SOURCE:
..............................

Unfortunately, disassembly is no easy feat because malware authors regularly employ tricks to thwart would-be reverse engineers. In fact, perfect disassembly in the face of deliberate obfuscation is an unsolved problem in computer science. Currently, only approximate, error-prone methods exist for disassembling such programs.
For example, consider the case of self-modifying code, or binary code that modifies itself as it executes. The only way to disassemble this code properly is to understand the program logic by which the code modifies itself, but that can be exceedingly complex.
Because perfect disassembly is currently impossible, we must use imperfect methods to accomplish this task. The method we’ll use is linear disassembly, which involves identifying the contiguous sequence of bytes in the Portable Executable (PE) file that corresponds to its x86 program code and then decoding these bytes. The key limitation of this approach is that it ignores subtleties about how instructions are decoded by the CPU in the course of program execution. Also, it doesn’t account for the various obfuscations malware authors sometimes use to make their programs harder to analyze.
The other methods of reverse engineering, which we won’t cover here, are the more complex disassembly methods used by industrial-grade disassemblers such as IDA Pro. These more advanced methods actually simulate or reason about program execution to discover which assembly instructions a program might reach as a result of a series of conditional branches.
Although this type of disassembly can be more accurate than linear disassembly, it’s far more CPU intensive than linear disassembly methods, making it less suitable for data science purposes where the focus is on disassembling thousands or even millions of programs.
Before you can begin analysis using linear disassembly, however, you’ll need to review the basic components of assembly language.
Assembly language is the lowest-level human-readable programming language for a given architecture, and it maps closely to the binary instruction format of a particular CPU architecture. A line of assembly language is almost always equivalent to a single CPU instruction. Because assembly is so low level, you can often retrieve it easily from a malware binary by using the right tools.
Gaining basic proficiency in reading disassembled malware x86 code is easier than you might think. This is because most malware assembly code spends most of its time calling into the operating system by way of the Windows operating system’s dynamic-link libraries (DLLs), which are loaded into program memory at runtime. Malware programs use DLLs to do most of the real work, such as modifying the system registry, moving and copying files, making network connections and communicating via network protocols, and so on. Therefore, following malware assembly code often involves understanding the ways in which function calls are made from assembly and understanding what various DLL calls do. Of course, things can get much more complicated, but knowing this much can reveal a lot about the malware.

..............................

DATA EXTRACT:
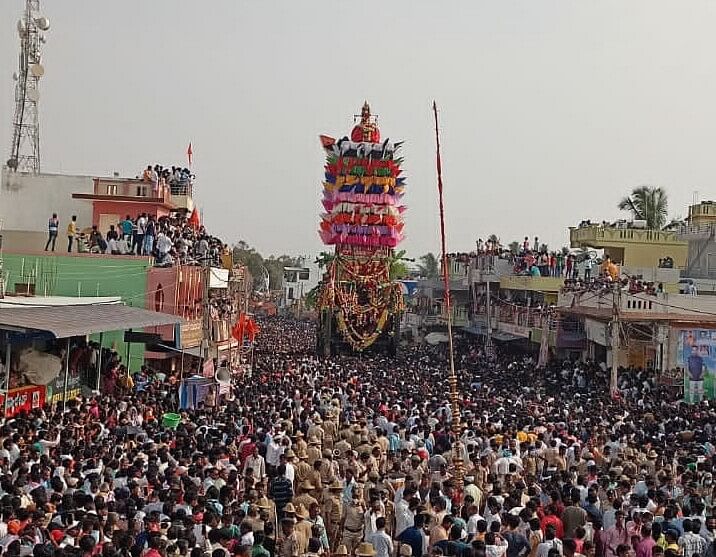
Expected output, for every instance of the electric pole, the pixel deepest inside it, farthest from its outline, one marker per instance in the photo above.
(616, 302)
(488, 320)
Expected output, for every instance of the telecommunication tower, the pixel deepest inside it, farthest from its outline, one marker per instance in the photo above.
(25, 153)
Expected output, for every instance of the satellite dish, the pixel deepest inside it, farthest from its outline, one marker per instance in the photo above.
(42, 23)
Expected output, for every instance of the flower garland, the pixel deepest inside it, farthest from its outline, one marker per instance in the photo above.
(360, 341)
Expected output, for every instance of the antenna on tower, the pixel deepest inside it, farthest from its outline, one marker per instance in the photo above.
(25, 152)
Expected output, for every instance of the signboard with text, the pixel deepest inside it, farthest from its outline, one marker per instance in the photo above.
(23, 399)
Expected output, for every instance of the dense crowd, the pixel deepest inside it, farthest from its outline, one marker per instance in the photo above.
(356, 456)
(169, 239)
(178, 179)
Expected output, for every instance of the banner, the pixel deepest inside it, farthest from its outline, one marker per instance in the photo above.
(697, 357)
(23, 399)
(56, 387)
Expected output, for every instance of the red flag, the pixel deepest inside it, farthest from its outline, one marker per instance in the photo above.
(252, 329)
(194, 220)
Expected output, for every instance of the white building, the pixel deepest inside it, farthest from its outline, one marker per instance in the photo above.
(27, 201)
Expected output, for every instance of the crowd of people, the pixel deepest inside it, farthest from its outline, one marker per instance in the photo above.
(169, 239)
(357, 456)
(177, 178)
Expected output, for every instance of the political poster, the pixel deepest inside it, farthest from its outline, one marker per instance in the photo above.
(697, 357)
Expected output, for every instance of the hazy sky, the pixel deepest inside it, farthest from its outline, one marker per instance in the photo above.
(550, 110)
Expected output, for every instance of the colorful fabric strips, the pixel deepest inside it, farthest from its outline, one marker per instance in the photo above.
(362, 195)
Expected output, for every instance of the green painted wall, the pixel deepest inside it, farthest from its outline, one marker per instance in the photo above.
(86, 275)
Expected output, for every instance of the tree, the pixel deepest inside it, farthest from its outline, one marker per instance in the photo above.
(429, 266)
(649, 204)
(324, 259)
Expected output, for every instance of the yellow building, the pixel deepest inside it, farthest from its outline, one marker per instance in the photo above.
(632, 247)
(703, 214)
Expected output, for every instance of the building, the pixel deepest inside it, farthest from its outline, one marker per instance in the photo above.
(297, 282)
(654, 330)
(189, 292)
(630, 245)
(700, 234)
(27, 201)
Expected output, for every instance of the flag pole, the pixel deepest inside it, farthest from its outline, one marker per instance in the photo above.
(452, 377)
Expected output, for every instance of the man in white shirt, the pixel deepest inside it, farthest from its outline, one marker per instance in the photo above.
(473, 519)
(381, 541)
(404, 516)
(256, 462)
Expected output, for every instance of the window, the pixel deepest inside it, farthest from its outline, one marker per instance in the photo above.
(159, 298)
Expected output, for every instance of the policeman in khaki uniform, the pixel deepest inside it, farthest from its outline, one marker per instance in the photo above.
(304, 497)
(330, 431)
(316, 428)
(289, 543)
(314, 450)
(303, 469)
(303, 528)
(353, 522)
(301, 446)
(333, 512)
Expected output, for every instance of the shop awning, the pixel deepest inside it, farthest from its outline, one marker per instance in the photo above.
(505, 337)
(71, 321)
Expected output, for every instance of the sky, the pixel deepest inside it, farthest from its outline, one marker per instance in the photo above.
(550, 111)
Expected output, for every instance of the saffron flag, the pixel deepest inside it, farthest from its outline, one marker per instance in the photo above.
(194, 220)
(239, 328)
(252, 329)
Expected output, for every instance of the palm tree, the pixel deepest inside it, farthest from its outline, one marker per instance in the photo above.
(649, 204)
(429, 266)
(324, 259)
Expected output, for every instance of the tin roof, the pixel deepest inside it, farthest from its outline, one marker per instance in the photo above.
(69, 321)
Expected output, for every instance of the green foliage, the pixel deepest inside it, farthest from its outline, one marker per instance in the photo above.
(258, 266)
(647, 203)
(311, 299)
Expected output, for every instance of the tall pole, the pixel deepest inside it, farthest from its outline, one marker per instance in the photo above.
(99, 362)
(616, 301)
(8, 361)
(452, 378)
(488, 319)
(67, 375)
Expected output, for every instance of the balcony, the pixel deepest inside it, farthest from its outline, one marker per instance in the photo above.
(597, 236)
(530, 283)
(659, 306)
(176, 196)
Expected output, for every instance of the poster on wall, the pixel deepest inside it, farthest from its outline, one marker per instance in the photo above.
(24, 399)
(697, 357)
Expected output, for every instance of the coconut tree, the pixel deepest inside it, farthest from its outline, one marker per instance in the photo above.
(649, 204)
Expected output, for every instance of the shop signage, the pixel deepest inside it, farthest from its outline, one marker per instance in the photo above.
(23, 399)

..............................

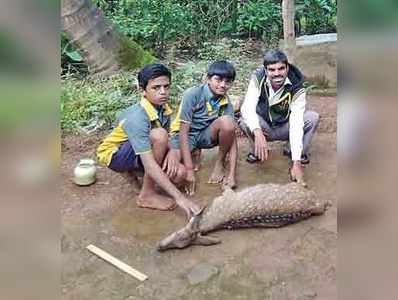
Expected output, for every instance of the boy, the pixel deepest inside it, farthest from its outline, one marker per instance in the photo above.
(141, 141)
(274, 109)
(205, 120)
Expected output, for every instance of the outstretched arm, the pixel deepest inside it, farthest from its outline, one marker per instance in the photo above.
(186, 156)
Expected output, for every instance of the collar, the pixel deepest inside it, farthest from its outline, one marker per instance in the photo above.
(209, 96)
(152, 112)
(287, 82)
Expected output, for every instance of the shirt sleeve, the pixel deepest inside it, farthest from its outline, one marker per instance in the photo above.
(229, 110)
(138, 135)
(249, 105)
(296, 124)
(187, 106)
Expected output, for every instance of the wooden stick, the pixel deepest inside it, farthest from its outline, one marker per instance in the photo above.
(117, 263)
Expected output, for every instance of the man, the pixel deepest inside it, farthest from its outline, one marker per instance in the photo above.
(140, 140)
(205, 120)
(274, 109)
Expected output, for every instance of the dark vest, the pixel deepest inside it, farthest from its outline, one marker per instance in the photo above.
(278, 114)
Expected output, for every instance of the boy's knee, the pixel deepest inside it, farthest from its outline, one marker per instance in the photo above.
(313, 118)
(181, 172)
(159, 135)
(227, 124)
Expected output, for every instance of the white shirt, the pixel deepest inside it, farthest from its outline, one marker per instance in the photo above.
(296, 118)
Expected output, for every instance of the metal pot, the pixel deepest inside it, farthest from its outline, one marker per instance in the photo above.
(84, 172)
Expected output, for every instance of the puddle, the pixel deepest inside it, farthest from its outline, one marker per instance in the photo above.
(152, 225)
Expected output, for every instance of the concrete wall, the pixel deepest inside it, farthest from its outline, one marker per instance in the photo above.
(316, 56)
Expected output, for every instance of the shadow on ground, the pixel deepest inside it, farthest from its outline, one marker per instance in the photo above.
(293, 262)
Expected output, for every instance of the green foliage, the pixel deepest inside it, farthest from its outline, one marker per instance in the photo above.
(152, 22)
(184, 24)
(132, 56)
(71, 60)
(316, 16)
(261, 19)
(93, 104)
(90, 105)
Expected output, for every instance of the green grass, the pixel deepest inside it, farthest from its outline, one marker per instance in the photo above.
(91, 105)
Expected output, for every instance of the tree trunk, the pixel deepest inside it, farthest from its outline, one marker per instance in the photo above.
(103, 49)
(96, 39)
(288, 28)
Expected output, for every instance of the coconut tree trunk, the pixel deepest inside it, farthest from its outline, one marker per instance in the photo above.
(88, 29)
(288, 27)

..............................

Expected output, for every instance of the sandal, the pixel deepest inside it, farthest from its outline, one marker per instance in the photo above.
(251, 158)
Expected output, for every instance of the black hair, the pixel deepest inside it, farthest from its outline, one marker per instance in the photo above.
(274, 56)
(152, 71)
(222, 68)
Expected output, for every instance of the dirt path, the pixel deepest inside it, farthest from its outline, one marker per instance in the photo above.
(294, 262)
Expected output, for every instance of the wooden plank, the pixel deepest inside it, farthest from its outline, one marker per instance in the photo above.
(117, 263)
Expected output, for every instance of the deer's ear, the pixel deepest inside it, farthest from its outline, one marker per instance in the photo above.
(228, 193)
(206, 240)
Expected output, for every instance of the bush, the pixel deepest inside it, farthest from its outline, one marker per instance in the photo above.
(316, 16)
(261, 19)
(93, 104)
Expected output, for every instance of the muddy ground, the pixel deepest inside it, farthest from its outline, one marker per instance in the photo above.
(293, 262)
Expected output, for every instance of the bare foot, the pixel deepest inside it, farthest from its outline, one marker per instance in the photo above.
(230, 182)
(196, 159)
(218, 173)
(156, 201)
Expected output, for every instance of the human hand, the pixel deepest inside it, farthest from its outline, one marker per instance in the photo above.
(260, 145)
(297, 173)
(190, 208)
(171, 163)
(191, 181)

..............................

SET OF TASKS:
1. Choose every line of the records that contains the word "white", paying attention to case, and copy those lines out.
2. Take up the passage on disassembling malware after its final sentence and keep writing it.
The passage on disassembling malware has nothing to do with the records.

SOLVED TASKS:
1.
Expected output, for every instance of the white building, the pixel deepest inside it, farthest from its outline, one marker per instance in the photo above.
Expected output, for every instance of the man in white shirt, the pixel deepest inside it, farthest from its outline, one marker per instance in the photo above.
Expected output, for every instance of the white shirt, the pixel deepest inside it, farthest from its outline, one marker per instance in the photo above.

2.
In the following sections I introduce some important assembly language concepts. I also explain some abstract concepts like control flow and control flow graphs. Finally, we disassemble the ircbot.exe program and explore how its assembly and control flow can give us insight into its purpose.
There are two major dialects of x86 assembly: Intel and AT&T. In this book I use Intel syntax, which can be obtained from all major disassemblers and is the syntax used in the official Intel documentation of the x86 CPU.
Let’s start by taking a look at CPU registers.
Registers are small data storage units on which x86 CPUs perform computations. Because registers are located on the CPU itself, register access is orders of magnitude faster than memory access. This is why core computational operations, such as arithmetic and condition testing instructions, all target registers. It’s also why the CPU uses registers to store information about the status of running programs. Although many registers are available to experienced x86 assembly programmers, we’ll just focus on a few important ones here.
General-purpose registers are like scratch space for assembly programmers. On a 32-bit system, each of these registers contains 32, 16, or 8 bits of space against which we can perform arithmetic operations, bitwise operations, byte order–swapping operations, and more.
In common computational workflows, programs move data into registers from memory or from external hardware devices, perform some operations on this data, and then move the data back out to memory for storage. For example, to sort a long list, a program typically pulls list items in from an array in memory, compares them in the registers, and then writes the comparison results back out to memory.
To understand some of the nuances of the general-purpose register model in the Intel 32-bit architecture, take a look at Figure 2-1.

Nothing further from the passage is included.